The problem ▸ Collect every line of the records that contains the word "aircraft", treating uppercase and lowercase as distinct.

Excerpted data ▸
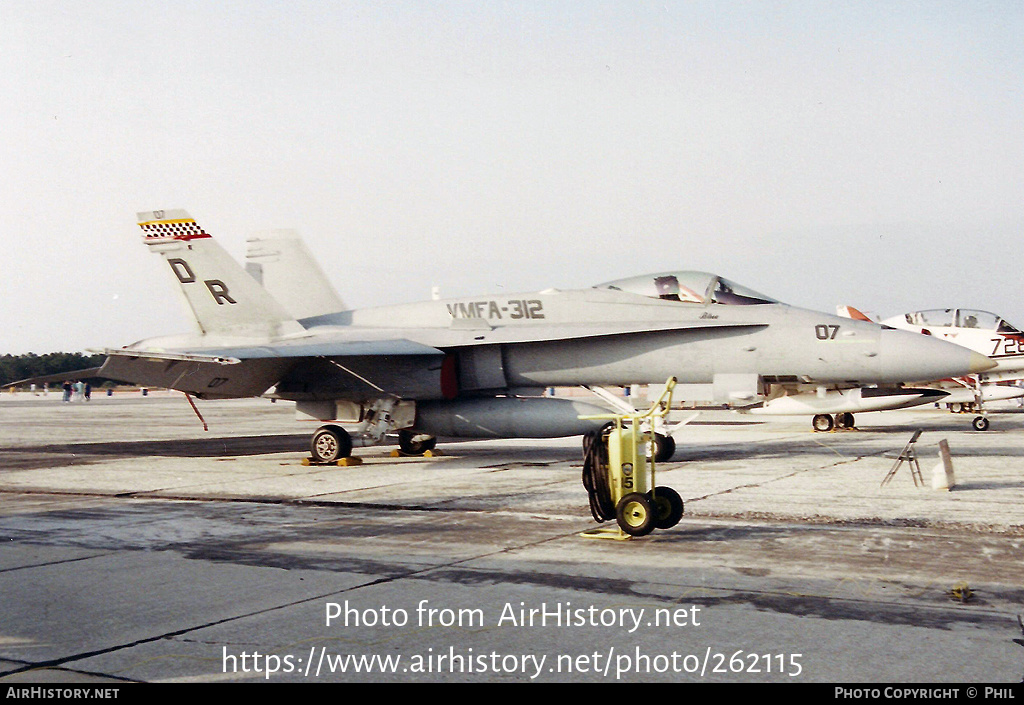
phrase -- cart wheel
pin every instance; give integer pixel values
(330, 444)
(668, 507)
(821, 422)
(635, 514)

* * *

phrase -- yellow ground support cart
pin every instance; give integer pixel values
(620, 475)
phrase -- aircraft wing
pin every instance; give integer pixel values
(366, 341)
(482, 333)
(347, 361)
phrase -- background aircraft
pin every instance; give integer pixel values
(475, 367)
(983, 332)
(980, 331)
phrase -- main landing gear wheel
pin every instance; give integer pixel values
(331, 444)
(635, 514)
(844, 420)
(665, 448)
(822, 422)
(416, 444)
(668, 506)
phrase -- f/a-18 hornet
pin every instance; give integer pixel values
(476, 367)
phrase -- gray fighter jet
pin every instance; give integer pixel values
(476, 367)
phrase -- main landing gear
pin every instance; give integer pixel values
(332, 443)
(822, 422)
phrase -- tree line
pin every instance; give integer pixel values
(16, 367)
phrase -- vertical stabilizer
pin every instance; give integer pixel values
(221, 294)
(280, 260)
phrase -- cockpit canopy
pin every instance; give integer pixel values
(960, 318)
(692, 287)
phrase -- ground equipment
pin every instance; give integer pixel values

Response to the task ▸
phrase -- aircraft wing
phrase -- background aircraft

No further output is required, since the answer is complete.